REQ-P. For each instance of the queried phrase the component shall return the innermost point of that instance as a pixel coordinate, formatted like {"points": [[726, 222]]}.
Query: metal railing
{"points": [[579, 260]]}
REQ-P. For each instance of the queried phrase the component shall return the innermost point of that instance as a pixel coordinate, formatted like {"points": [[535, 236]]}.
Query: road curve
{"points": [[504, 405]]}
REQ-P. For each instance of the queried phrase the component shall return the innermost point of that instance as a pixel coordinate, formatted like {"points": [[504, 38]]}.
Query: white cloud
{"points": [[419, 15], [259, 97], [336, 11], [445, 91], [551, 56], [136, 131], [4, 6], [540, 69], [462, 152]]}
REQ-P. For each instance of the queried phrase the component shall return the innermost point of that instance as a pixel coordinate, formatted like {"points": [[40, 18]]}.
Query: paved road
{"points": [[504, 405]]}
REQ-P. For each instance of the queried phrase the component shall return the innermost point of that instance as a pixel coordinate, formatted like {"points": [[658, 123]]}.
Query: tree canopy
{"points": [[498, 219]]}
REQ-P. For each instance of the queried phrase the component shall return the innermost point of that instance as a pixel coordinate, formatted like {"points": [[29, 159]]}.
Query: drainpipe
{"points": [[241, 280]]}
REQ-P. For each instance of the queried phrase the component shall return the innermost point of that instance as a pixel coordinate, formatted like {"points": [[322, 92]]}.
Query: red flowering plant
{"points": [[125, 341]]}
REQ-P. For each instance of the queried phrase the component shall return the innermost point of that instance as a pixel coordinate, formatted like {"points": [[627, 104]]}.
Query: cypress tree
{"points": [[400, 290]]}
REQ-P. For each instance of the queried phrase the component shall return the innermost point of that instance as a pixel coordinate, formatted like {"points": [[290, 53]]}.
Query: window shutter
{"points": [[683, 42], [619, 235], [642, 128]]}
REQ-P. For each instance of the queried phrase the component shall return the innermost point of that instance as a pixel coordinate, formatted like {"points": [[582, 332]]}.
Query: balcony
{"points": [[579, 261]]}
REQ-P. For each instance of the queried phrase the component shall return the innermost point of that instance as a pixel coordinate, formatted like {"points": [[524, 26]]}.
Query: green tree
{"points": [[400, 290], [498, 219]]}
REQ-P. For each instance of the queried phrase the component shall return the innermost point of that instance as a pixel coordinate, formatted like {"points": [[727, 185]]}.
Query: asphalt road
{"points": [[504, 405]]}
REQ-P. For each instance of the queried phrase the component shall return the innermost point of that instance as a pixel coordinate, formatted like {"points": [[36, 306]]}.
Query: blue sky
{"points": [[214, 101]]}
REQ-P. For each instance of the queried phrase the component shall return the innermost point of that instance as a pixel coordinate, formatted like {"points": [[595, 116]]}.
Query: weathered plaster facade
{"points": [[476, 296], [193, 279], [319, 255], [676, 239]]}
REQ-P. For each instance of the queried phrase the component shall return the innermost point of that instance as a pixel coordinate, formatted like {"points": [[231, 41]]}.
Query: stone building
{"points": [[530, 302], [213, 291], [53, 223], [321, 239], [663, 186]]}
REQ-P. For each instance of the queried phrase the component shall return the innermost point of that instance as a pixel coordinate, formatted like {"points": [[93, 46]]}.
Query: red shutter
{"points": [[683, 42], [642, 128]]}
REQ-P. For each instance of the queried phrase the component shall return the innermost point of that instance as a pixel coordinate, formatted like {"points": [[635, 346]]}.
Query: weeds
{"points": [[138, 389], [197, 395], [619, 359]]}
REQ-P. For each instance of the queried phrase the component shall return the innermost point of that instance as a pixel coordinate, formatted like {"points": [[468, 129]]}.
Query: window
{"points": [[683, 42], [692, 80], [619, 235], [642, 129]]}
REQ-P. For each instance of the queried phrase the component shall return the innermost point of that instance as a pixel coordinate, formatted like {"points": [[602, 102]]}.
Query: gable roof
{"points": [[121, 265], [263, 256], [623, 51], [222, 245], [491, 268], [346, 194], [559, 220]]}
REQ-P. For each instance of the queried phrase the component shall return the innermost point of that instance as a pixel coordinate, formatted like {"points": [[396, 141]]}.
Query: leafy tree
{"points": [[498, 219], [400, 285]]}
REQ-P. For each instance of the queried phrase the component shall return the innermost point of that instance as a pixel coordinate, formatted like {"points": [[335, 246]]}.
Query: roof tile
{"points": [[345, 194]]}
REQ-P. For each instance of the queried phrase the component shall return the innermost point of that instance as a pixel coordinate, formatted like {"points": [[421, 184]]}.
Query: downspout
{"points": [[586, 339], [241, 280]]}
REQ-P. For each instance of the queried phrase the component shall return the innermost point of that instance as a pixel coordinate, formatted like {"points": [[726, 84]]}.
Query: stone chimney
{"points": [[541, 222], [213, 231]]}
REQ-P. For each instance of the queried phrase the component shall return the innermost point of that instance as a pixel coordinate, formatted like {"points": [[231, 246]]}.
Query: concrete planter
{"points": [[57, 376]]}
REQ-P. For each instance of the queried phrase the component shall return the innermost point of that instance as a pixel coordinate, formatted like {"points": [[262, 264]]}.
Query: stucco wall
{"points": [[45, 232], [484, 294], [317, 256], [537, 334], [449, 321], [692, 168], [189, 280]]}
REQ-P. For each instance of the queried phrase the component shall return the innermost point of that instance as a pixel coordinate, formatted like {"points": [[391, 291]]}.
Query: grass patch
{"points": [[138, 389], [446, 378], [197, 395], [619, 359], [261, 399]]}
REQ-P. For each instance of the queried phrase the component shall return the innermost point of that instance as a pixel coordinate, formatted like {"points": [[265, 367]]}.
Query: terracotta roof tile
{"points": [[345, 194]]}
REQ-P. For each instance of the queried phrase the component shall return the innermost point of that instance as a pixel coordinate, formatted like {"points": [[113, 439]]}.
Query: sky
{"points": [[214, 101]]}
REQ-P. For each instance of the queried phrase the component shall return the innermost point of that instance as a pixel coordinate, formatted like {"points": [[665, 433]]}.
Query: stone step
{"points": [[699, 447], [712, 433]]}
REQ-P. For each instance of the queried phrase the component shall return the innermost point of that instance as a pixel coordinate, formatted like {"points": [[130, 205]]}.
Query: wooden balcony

YOUR INSTRUCTIONS
Copy the entries above exactly, leaving none out.

ANSWER FOR THIS EXERCISE
REQ-P. For each instance of the queried phrase the component shall return the innermost point of that instance as a pixel coordinate, formatted like {"points": [[726, 222]]}.
Query: metal railing
{"points": [[579, 260]]}
REQ-P. For each instance of the queried phrase the component shall return the innermost point of that instance as a pixel coordinate, formatted like {"points": [[535, 236]]}.
Query: road curve
{"points": [[504, 405]]}
REQ-P. For each instance of the queried phrase the component shall return the innermost point of that instance as a pixel coordinate, formatted like {"points": [[504, 38]]}.
Query: white cloud
{"points": [[419, 15], [259, 97], [336, 11], [445, 91], [551, 56], [136, 131], [4, 6], [540, 69], [462, 152]]}
REQ-P. For each instance of the queried phrase the component shall return the innermost point of that instance as a pixel coordinate, formatted like {"points": [[40, 18]]}.
Query: paved road
{"points": [[504, 405]]}
REQ-P. For each instance of the queried phrase the component shall return the innermost point of that instance as a pixel coordinate, formatted like {"points": [[658, 123]]}.
Query: tree canopy
{"points": [[498, 219]]}
REQ-P. For each instance of the queried phrase the component shall return the innermost point of that instance as a pixel coordinate, formatted like {"points": [[29, 159]]}.
Query: drainpipe
{"points": [[241, 280]]}
REQ-P. For each instance of the queried phrase the component shall return the innermost point of that instance as a pixel coordinate, formatted like {"points": [[322, 92]]}.
Query: red flowering plant
{"points": [[125, 341]]}
REQ-P. For each instance of the queried phrase the component shall return the innermost point of that instance as a pixel coordinate, formatted like {"points": [[627, 104]]}.
Query: cypress tree
{"points": [[400, 290]]}
REQ-P. For each instance of the queried phrase the component shall return the innermost point of that instance as a pixel coordinate, formatted like {"points": [[290, 53]]}.
Query: window shutter
{"points": [[683, 42], [619, 235], [642, 128]]}
REQ-P. For each instance of the queried phrase the component shall return the innermost point of that instance as a pixel coordinate, formatted like {"points": [[582, 332]]}.
Query: balcony
{"points": [[579, 261]]}
REQ-P. For each instance of the queried phrase the component shall return the innermost point of that instance as a pixel coordinate, formatted like {"points": [[524, 26]]}.
Query: green tree
{"points": [[400, 290], [498, 219]]}
REQ-P. For each instance of the queried phrase the component shall return the innermost point of that instance as a pixel coordinate, formatted like {"points": [[727, 185]]}.
Query: asphalt road
{"points": [[504, 405]]}
REQ-P. For each instance of the queried phrase the component shall return the innermost point of that instance as a pixel coordinate, formatted like {"points": [[36, 306]]}.
Query: blue sky
{"points": [[214, 101]]}
REQ-P. For each instance of the queried phrase the component shall return the innermost point of that instance as a pixel coordinate, formatted like {"points": [[595, 116]]}.
Query: weathered plaster facade
{"points": [[476, 296], [193, 279], [319, 255], [676, 239]]}
REQ-P. For each instance of the queried phrase the component shall return the innermost point of that instance as a pixel coordinate, formatted like {"points": [[231, 41]]}.
Query: stone building
{"points": [[530, 302], [213, 291], [53, 223], [321, 239], [663, 186]]}
REQ-P. For each instance of the queried phrase the component shall return the innermost point of that instance as a pixel coordinate, formatted like {"points": [[93, 46]]}.
Query: red shutter
{"points": [[683, 42], [642, 128]]}
REQ-P. For each instance of the queried phrase the component shall return the innermost point of that instance as a pixel coordinate, formatted like {"points": [[635, 346]]}.
Query: weeds
{"points": [[138, 389], [197, 395], [619, 359]]}
REQ-P. For each instance of the queried phrase the component shall return the innermost point of that instance as a pixel coordinate, formatted like {"points": [[468, 129]]}.
Query: window
{"points": [[683, 42], [692, 80], [619, 235], [642, 129]]}
REQ-P. For each instance of the queried phrase the component shall return the innermost point of that instance as a pixel coordinate, formatted like {"points": [[602, 102]]}.
Query: gable roof
{"points": [[121, 265], [263, 256], [623, 51], [222, 245], [491, 268], [346, 194], [559, 220]]}
REQ-P. For each instance of the queried phrase the component shall return the innermost point of that instance as a pixel coordinate, formatted like {"points": [[396, 141]]}.
Query: leafy tree
{"points": [[498, 219], [400, 285]]}
REQ-P. For each instance of the queried phrase the component shall return the innermost point of that instance as a pixel coordinate, formatted like {"points": [[335, 246]]}.
Query: roof tile
{"points": [[345, 194]]}
REQ-P. For each instance of the queried phrase the component shall return the innermost point of that instance as a pixel coordinate, formatted like {"points": [[421, 184]]}.
Query: downspout
{"points": [[586, 339], [241, 280]]}
REQ-P. For each instance of the queried phrase the component shall return the innermost point of that instance as a pixel coordinate, formatted like {"points": [[726, 84]]}.
Query: stone chimney
{"points": [[541, 222], [213, 231]]}
REQ-P. For each instance of the queried phrase the component shall return the innermost point of that instance as a pixel coordinate, formatted like {"points": [[231, 246]]}.
Query: concrete planter
{"points": [[57, 376]]}
REQ-P. For each instance of the queried phrase the component shall return the innermost point of that instance as a pixel coordinate, formatted like {"points": [[262, 264]]}.
Query: stucco wall
{"points": [[45, 232], [484, 294], [317, 256], [537, 334], [449, 321], [692, 168], [189, 280]]}
REQ-P. For each instance of the queried phrase the component shall return the innermost point of that instance as a pixel coordinate, formatted like {"points": [[391, 291]]}.
Query: grass patch
{"points": [[138, 389], [446, 378], [197, 395], [619, 359], [261, 399]]}
REQ-P. For each instance of the queried phrase the component shall return the innermost point of that instance as a pixel coordinate, formatted like {"points": [[265, 367]]}.
Query: terracotta roof tile
{"points": [[345, 194]]}
REQ-P. For each instance of the queried phrase the component shall return the innermost point of that instance as a pixel coordinate, formatted like {"points": [[113, 439]]}.
Query: sky
{"points": [[214, 101]]}
REQ-P. For each instance of the queried phrase the component shall return the innermost point of that instance as a pixel coordinate, formatted like {"points": [[665, 433]]}.
Query: stone step
{"points": [[699, 447], [712, 433]]}
REQ-P. For each instance of the queried phrase the component shall return the innermost point of that instance as a pixel coordinate, formatted like {"points": [[130, 205]]}.
Query: wooden balcony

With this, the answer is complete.